- _DOCUMENT EXCERPT_:
--------------------------------------------------

Similar content being viewed by others
Introduction
Patients with metastatic gastric cancer (mGC) and gastroesophageal (GE) junction adenocarcinoma are treated with palliative chemotherapy consisting of platinum and fluoropyrimidine, which improves survival and quality of life [1]. Adding a third drug, most commonly a taxane, has shown greater efficacy but is also associated with increased toxicity [2].
A significant fraction (20–25%) of mGCs overexpress the receptor tyrosine kinase HER2 often as a result of amplification of its gene, ERBB2, and this receptor has been validated as a molecular target in the metastatic setting [3]. HER2 amplification is particularly frequent in the chromosomal instability subtype of gastric cancer and frequently co-occurs with TP53 mutations [4]. The HER2-blocking antibody trastuzumab has thus been combined with cisplatin and fluoropyrimidine to treat HER2-positive advanced gastric or GE junction adenocarcinoma; the ToGA trial showed that improvement in overall survival is particularly pronounced in patients with HER2 immunohistochemistry (IHC) 3 + or HER2 IHC 2 + and FISH-positive tumors [5, 6]. Since that trial, trastuzumab has been shown effective and safe in combination with other 2-drug chemotherapy regimens such as XELOX, FOLFOX, and S1 plus cisplatin as first-line therapy [7,8,9,10,11,12].
The combination of trastuzumab and docetaxel or paclitaxel has demonstrated synergy in HER2-overexpressing human gastric cancer xenograft models [13]. Recently we reported that in patients with mGC modified docetaxel, cisplatin, and 5 fluorouracil (mDCF) was tolerable with similar efficacy as parent DCF [14]. When trastuzumab was approved for HER2 amplified metastatic gastric cancer, the mDCF protocol was amended to allow HER2-positive patients to receive this biologic with mDCF, as a separate and independent cohort. Therefore, the aim of this study is to describe the efficacy of mDCF with trastuzumab as measured by 6-month PFS as well as its safety profile in HER2-positive mGC patients.

--------------------------------------------------

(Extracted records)

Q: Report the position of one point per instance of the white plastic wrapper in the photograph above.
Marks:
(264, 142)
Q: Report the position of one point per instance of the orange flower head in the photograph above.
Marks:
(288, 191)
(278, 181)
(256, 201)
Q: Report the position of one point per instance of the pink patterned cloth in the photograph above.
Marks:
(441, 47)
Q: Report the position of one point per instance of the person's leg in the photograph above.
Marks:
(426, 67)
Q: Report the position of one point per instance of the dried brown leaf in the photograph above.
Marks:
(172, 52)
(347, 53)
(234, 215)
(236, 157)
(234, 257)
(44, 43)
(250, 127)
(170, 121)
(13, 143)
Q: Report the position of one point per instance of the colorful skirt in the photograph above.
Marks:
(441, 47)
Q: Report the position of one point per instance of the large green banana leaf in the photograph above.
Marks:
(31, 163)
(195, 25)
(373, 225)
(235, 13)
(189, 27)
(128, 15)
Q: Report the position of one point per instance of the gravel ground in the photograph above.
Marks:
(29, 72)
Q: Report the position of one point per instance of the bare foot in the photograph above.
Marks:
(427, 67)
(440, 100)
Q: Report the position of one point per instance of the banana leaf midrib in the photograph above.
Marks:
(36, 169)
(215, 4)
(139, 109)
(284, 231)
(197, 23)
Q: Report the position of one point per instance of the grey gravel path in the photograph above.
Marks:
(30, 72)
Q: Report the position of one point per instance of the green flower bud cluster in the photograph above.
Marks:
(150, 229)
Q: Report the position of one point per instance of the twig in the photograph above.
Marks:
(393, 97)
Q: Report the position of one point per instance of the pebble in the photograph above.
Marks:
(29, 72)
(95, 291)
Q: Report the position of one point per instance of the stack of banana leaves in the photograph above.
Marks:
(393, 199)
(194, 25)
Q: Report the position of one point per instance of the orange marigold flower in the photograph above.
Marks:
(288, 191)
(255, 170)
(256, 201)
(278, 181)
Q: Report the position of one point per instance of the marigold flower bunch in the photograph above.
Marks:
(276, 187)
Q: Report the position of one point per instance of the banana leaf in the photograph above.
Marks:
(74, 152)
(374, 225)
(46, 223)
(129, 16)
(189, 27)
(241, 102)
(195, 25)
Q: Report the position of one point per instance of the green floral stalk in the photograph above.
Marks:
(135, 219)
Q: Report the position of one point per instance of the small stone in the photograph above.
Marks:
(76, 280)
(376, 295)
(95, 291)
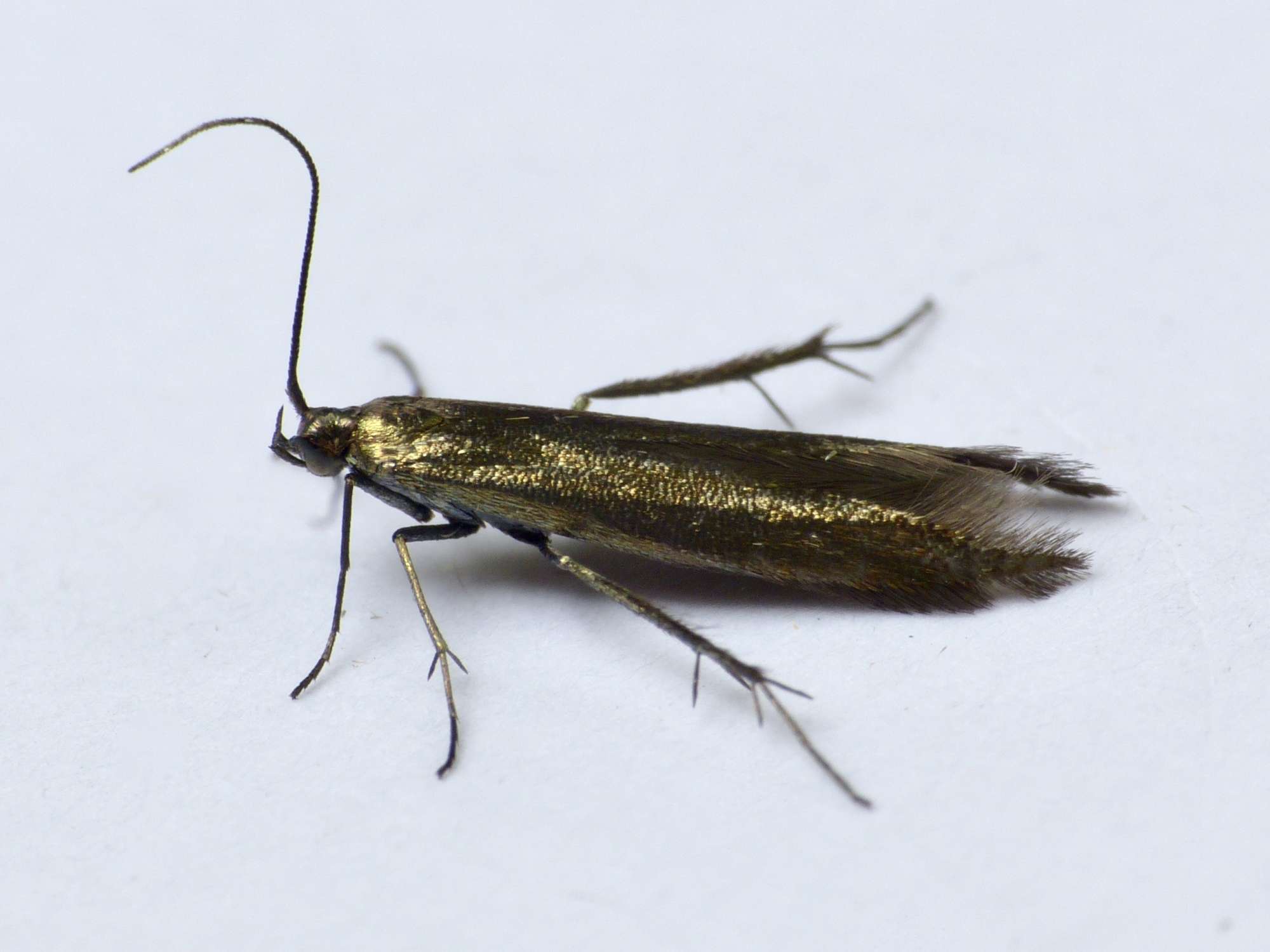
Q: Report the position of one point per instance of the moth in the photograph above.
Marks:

--------------------------------------------------

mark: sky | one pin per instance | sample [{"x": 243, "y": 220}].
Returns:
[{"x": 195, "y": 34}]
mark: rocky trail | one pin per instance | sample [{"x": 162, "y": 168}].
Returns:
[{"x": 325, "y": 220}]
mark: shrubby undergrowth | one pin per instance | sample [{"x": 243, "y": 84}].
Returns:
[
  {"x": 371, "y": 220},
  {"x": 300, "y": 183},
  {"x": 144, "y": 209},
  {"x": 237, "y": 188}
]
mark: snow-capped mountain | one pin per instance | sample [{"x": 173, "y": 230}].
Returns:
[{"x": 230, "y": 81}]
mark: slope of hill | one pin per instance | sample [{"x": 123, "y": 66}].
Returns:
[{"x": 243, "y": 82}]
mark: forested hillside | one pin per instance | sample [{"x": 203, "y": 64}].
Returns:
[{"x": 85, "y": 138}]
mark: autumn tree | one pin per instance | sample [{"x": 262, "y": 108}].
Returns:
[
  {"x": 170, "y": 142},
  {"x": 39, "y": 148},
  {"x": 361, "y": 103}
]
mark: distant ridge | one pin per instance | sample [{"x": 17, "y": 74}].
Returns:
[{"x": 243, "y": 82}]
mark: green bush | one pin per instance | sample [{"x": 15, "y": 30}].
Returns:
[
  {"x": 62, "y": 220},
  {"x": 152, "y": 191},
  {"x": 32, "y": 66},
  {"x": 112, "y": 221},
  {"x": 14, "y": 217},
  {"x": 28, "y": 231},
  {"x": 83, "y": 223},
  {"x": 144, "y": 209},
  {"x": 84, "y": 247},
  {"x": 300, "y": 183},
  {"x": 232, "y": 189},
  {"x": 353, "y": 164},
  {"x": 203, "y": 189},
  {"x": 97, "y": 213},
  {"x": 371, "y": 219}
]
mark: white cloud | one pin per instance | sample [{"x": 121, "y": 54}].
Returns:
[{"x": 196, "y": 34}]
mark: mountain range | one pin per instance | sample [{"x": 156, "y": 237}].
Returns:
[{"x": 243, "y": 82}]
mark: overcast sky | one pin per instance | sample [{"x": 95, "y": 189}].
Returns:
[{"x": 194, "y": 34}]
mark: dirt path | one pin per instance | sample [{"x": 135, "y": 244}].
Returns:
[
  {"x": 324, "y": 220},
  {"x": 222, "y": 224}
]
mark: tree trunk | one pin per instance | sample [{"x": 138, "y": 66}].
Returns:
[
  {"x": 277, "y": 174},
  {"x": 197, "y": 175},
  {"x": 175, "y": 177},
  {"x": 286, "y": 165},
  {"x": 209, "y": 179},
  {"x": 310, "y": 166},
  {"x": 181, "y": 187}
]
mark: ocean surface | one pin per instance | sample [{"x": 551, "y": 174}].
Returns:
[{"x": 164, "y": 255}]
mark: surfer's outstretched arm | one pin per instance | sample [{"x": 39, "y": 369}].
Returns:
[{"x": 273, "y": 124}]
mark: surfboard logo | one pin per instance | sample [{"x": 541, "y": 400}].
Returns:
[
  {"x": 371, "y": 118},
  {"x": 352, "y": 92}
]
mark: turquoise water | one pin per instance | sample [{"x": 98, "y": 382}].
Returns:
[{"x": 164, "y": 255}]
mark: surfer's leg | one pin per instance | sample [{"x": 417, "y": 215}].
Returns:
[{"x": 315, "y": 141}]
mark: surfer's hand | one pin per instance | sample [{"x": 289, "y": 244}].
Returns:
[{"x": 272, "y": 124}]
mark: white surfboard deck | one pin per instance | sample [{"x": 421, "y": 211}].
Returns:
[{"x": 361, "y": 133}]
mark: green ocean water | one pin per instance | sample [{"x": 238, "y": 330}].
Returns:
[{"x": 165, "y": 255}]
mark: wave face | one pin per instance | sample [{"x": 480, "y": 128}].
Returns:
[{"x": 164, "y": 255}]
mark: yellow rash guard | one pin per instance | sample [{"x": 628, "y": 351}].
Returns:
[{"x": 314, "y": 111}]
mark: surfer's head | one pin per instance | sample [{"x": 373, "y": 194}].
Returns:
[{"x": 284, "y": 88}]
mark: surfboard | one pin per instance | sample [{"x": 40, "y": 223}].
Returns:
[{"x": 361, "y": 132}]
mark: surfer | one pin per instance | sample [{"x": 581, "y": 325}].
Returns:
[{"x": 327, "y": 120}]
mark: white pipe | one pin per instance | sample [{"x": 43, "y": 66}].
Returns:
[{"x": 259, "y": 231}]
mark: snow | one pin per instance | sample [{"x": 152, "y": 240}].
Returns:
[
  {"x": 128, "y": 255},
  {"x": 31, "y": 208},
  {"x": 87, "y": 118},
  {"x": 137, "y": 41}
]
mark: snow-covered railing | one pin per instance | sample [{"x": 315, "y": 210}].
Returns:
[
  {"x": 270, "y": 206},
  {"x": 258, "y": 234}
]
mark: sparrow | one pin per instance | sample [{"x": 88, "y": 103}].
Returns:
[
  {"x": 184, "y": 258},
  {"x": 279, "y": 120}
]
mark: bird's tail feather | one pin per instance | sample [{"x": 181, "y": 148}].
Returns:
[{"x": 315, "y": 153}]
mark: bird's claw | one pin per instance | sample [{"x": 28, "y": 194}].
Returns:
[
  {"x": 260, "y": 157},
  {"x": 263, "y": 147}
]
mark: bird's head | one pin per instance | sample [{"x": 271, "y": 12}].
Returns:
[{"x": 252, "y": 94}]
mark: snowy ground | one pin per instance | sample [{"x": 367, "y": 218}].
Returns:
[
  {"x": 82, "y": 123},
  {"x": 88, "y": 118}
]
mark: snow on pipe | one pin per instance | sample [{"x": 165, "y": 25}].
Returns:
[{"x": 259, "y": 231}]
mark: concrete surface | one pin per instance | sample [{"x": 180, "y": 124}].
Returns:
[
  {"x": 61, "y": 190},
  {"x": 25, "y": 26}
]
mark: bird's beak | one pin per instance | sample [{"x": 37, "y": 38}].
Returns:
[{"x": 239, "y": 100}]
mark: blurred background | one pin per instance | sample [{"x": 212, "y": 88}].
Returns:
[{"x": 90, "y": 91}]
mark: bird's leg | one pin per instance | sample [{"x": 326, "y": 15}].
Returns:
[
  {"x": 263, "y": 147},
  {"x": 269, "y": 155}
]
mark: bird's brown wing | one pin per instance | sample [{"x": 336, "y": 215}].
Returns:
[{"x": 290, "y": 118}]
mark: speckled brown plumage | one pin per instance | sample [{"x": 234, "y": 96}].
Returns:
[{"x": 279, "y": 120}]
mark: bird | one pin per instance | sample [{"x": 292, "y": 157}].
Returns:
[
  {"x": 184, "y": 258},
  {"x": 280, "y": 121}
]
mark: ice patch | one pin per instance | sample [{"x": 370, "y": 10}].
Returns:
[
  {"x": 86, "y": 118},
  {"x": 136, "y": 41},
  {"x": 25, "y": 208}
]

--------------------------------------------------

- _EXERCISE SET_:
1) Based on the gastric cancer excerpt, decide whether each statement agrees with it, answering yes or no and quoting the words that decide it: (a) Between 20% and 25% of metastatic gastric cancers overexpress HER2. (b) Adding a third drug to platinum and fluoropyrimidine was associated with reduced toxicity. (c) HER2 amplification frequently co-occurs with TP53 mutations.
2) Retype the part of the gastric cancer excerpt starting at "Similar content being" and ending at "increased toxicity [2].".

- _ANSWERS IN ORDER_:
1)
(a) Yes: "A significant fraction (20–25%) of mGCs overexpress the receptor tyrosine kinase HER2"
(b) No: "has shown greater efficacy but is also associated with increased toxicity"
(c) Yes: "frequently co-occurs with TP53 mutations"

2)
Similar content being viewed by others
Introduction
Patients with metastatic gastric cancer (mGC) and gastroesophageal (GE) junction adenocarcinoma are treated with palliative chemotherapy consisting of platinum and fluoropyrimidine, which improves survival and quality of life [1]. Adding a third drug, most commonly a taxane, has shown greater efficacy but is also associated with increased toxicity [2].